## Task
Omit any picture, and return the remaining data exactly as written.

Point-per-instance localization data
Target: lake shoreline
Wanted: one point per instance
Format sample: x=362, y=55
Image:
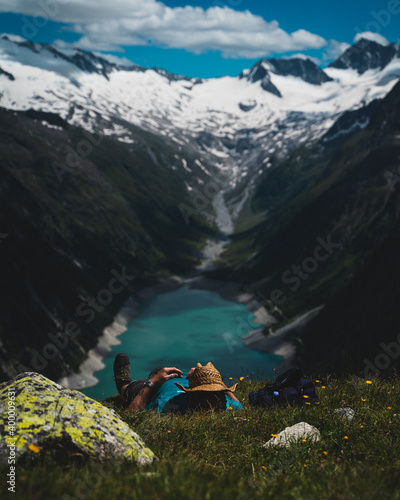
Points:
x=253, y=339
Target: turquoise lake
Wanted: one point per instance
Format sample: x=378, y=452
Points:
x=182, y=328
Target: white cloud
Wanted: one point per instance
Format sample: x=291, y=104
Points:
x=374, y=37
x=105, y=24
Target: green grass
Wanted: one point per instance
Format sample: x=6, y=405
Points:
x=220, y=455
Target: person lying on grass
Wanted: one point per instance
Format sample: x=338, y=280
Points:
x=202, y=388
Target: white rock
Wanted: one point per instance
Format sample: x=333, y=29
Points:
x=289, y=435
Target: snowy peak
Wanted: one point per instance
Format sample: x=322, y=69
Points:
x=300, y=68
x=20, y=49
x=6, y=74
x=365, y=55
x=259, y=73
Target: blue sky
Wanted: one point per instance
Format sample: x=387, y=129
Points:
x=203, y=38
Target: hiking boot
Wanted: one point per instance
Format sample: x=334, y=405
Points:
x=122, y=370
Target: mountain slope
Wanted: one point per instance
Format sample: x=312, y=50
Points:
x=71, y=224
x=328, y=218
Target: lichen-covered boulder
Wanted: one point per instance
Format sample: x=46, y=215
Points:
x=49, y=417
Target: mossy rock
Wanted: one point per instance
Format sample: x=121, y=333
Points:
x=50, y=419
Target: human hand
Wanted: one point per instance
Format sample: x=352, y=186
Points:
x=166, y=374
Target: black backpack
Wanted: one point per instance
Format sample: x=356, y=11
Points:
x=289, y=388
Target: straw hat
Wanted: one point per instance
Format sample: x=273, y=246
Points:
x=205, y=378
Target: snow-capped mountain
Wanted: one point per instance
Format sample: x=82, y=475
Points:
x=240, y=124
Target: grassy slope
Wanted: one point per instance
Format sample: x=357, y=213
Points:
x=218, y=456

## Solved exercise
Target: lake shoreline
Wanted: one point per instance
Format sample: x=362, y=55
Image:
Points:
x=253, y=339
Target: turquoise lake
Wanted: one point per instance
Format sample: x=378, y=452
Points:
x=182, y=328
Target: white cloud
Wanted: one point per instance
Format sample: x=291, y=104
Points:
x=374, y=37
x=105, y=24
Target: green grass
Wanted: one point per instance
Format sample: x=6, y=405
Points:
x=220, y=455
Target: person lying on grass
Wanted: one point per instance
Format sample: x=338, y=280
Points:
x=202, y=388
Target: white rock
Wanted: one point per instance
Format sample: x=333, y=29
Points:
x=289, y=435
Target: snowy peak
Wanted: one point per instance
Format sample: x=322, y=69
Points:
x=300, y=68
x=20, y=49
x=6, y=74
x=365, y=55
x=259, y=73
Target: blue sky
Wanted: one point per instance
Format sample: x=387, y=129
Points:
x=203, y=38
Target: hiking boot
Wanted: one point per instance
Format sample: x=334, y=405
Points:
x=122, y=370
Target: mountain slope
Wanted: one point per instance
Format sample: x=312, y=50
Points:
x=71, y=224
x=328, y=218
Target: lichen-covered boulder
Wanted: one point per instance
Format sample: x=46, y=215
Points:
x=49, y=417
Target: mossy rock
Wanted: one point per instance
Format sample: x=121, y=333
Points:
x=50, y=419
Target: human hand
Wanted: one point per instance
Format sample: x=352, y=186
Points:
x=166, y=374
Target: black backpack
Wanted: one point per instance
Format sample: x=356, y=11
Points:
x=289, y=388
Target: straw hat
Wanted: one point per instance
Format sample: x=273, y=246
Points:
x=205, y=378
Target: snow-capped mountain
Wanted: one point per instance
Format sample: x=82, y=475
Points:
x=240, y=124
Target: grassy slope
Wanted: one point per instance
Format sample: x=357, y=213
Points:
x=218, y=456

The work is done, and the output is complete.